(SOURCE EXTRACT begins)
What Makes an Event Traumatic for a Child?
Experiences before and after affect how severe the injury will be
Clinical Expert: Steven J. Berkowitz, MD
en EspañolIt’s important to understand that it’s not the nature of the event itself that makes something traumatic. It’s really the subjective experience of the child that defines whether an event is traumatic or not.
Many of us have experiences that are very upsetting. We may be disturbed, we may be unable to sleep, we may not be able to eat, we may be irritable, but we integrate it, over time, and recover. So trauma is really best understood as a failure of recovery. It’s a response to an event, it’s not the event itself.
There are many factors that go into whether an event is traumatic for a child.
- First, there are individual factors that relate to the child’s own history, her previous experiences, as well as biological vulnerabilities that we don’t understand yet.
- Then there are the event factors. We certainly know that close proximity, both emotional and physical, to the event are more likely to make it traumatic. For instance, rape is known to be one of the most traumatic of events, as is sexual assault.
(SOURCE EXTRACT ends)
* TASK REQUIREMENTS:
a – Rewrite the stretch of the childhood trauma article from "- First, there" through "don’t understand yet.", putting "genetic" in place of "biological".
b – Continue the article on what makes an event traumatic for a child from its last sentence.
(DATA EXTRACT begins)
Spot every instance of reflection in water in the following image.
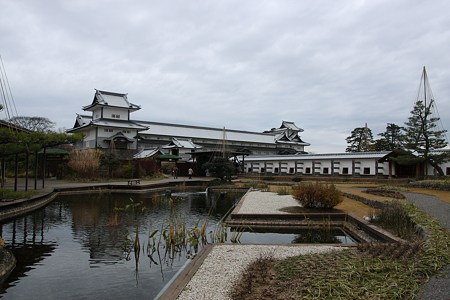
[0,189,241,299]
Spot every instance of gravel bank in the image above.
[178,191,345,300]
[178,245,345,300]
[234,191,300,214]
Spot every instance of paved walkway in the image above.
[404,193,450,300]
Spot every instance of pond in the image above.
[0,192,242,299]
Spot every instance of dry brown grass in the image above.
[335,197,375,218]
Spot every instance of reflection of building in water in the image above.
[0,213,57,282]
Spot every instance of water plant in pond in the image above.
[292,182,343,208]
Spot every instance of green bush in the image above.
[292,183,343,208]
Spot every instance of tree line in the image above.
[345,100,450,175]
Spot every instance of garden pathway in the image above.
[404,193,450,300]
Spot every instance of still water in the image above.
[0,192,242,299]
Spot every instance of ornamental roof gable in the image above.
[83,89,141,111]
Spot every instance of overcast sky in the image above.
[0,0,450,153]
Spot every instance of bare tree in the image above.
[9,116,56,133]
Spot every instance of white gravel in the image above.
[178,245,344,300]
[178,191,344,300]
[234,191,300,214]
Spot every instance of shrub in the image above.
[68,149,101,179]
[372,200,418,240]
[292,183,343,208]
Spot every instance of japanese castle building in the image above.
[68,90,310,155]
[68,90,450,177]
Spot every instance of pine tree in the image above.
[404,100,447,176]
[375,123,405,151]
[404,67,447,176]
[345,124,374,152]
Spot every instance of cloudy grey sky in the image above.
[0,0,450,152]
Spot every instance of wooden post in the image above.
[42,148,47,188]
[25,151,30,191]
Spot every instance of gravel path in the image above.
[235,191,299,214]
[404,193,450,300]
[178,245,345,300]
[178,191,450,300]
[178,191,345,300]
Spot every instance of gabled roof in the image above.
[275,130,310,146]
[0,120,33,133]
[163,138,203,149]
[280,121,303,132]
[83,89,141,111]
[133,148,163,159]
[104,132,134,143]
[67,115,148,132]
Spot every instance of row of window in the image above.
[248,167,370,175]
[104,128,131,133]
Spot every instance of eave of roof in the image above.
(DATA EXTRACT ends)
(DATA EXTRACT begins)
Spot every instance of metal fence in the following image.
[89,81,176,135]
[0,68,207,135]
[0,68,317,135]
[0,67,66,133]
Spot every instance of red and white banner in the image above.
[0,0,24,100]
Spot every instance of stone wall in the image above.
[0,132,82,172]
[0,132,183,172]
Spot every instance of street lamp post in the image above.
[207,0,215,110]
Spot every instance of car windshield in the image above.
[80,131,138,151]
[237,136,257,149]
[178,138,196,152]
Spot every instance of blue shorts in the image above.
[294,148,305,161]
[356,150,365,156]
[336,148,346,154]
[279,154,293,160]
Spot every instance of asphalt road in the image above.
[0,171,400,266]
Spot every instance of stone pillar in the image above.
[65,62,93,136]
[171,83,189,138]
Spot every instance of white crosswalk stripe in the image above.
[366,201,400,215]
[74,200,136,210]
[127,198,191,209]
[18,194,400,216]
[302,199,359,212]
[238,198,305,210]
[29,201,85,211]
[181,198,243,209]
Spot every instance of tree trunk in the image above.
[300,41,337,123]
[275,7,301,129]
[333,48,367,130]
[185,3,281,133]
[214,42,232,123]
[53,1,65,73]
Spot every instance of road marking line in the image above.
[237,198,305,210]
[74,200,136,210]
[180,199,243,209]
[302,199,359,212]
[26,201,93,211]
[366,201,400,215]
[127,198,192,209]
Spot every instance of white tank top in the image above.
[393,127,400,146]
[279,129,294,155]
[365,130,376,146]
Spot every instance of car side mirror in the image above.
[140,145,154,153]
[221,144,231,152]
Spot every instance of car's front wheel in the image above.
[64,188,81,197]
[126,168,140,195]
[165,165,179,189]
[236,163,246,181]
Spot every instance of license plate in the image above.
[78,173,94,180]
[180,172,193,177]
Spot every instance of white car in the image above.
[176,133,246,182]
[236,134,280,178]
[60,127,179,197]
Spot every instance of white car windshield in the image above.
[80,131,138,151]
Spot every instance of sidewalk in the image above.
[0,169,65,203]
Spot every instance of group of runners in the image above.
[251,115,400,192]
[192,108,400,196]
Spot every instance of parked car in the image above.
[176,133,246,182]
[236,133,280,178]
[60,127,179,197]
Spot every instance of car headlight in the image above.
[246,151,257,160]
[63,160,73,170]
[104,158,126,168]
(DATA EXTRACT ends)
* WRITTEN ANSWERS:
a –
- First, there are individual factors that relate to the child’s own history, her previous experiences, as well as genetic vulnerabilities that we don’t understand yet.

b –
- Finally, there are also factors that occur after the event, whether a child has support from people close to her, especially her family, or whether there are additional stressors that are ongoing, and that interfere with her ability to process and recover.
So it’s a very complex situation, because while we tend to think of an event as being the cause of trauma, trauma is actually a process over time. Trauma is the Greek word for injury, and so it’s an experience that causes an injury to one’s functioning—cognitive functioning, physiological functioning and psychological functioning.